[What to produce]: Repeat these lines exactly as they appear in all the data, leaving out the pictures.

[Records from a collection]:
###

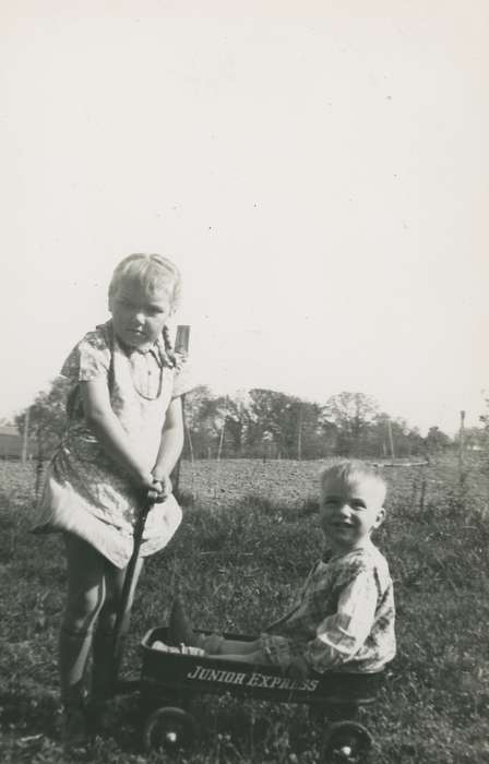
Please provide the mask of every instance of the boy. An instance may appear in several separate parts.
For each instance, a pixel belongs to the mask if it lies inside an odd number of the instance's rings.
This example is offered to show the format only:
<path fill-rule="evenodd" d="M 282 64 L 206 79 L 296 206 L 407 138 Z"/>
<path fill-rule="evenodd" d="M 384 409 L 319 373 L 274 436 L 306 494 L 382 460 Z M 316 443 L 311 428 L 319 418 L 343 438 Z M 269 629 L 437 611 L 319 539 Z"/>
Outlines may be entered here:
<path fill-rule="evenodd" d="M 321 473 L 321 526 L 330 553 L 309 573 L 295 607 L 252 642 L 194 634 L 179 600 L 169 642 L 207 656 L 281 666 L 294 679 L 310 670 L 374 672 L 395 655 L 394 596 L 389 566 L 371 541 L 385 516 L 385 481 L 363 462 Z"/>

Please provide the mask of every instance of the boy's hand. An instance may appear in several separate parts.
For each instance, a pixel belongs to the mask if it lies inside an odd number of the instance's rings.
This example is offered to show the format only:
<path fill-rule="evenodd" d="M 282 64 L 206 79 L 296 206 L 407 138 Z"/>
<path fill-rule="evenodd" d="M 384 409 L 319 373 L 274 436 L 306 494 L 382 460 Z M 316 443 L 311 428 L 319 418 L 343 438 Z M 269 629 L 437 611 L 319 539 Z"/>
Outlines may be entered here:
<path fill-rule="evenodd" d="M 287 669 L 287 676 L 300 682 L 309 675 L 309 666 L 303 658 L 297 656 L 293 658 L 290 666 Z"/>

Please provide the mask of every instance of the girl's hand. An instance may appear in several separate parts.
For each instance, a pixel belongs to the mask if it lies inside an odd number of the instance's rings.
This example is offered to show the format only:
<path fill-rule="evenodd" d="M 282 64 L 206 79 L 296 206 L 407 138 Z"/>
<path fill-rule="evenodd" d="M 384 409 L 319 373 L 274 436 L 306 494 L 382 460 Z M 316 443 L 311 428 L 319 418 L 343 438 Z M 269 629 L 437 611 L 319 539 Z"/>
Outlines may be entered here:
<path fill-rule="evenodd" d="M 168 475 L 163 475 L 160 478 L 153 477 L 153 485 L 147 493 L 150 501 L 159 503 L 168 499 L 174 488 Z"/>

###

[Written response]:
Please provide the mask of every instance of the boy. An instance may appear in several separate parts.
For each instance, a pixel belongs to the mask if it lies inside an odd number of the instance's rings.
This example is offered to show the format only:
<path fill-rule="evenodd" d="M 282 64 L 206 79 L 296 206 L 407 138 Z"/>
<path fill-rule="evenodd" d="M 384 409 L 319 373 L 274 436 L 306 494 L 382 460 Z M 316 443 L 311 428 L 319 418 L 343 438 Z M 269 629 L 437 611 L 319 539 Z"/>
Outlines may be entered here:
<path fill-rule="evenodd" d="M 321 473 L 321 526 L 330 553 L 309 573 L 295 607 L 252 642 L 194 634 L 179 600 L 169 642 L 207 656 L 281 666 L 294 679 L 310 670 L 374 672 L 395 655 L 394 596 L 389 566 L 371 541 L 385 516 L 385 481 L 363 462 Z"/>

Please provide the mask of every instance of the boy's hand. An instance may appear in several separate parts.
For each instance, a pixel belongs to the mask if it lies inside an odd number of the instance's rings.
This example is offered to show the format only:
<path fill-rule="evenodd" d="M 282 64 L 206 79 L 296 206 L 407 138 Z"/>
<path fill-rule="evenodd" d="M 384 409 L 319 373 L 274 436 L 306 494 L 382 460 Z M 316 443 L 311 428 L 319 418 L 343 438 Z M 269 629 L 437 611 L 319 539 Z"/>
Outlines may be entered here:
<path fill-rule="evenodd" d="M 287 669 L 287 676 L 300 682 L 309 675 L 309 666 L 303 658 L 297 656 L 293 658 L 290 666 Z"/>

Please provide the mask of every instance of the girl's hand. An instance may appear in several separate parts.
For each instance, a pixel belongs to the mask if it lies inside an odd number of the instance's rings.
This example is offered to show the format only:
<path fill-rule="evenodd" d="M 282 64 L 206 79 L 296 206 L 407 138 Z"/>
<path fill-rule="evenodd" d="M 384 409 L 319 373 L 274 436 L 306 494 L 382 460 Z M 316 443 L 311 428 L 319 418 L 343 438 Z M 269 629 L 437 611 L 319 539 Z"/>
Outlines may be entered here:
<path fill-rule="evenodd" d="M 168 475 L 163 475 L 160 478 L 153 477 L 153 485 L 147 493 L 150 501 L 159 503 L 168 499 L 174 488 Z"/>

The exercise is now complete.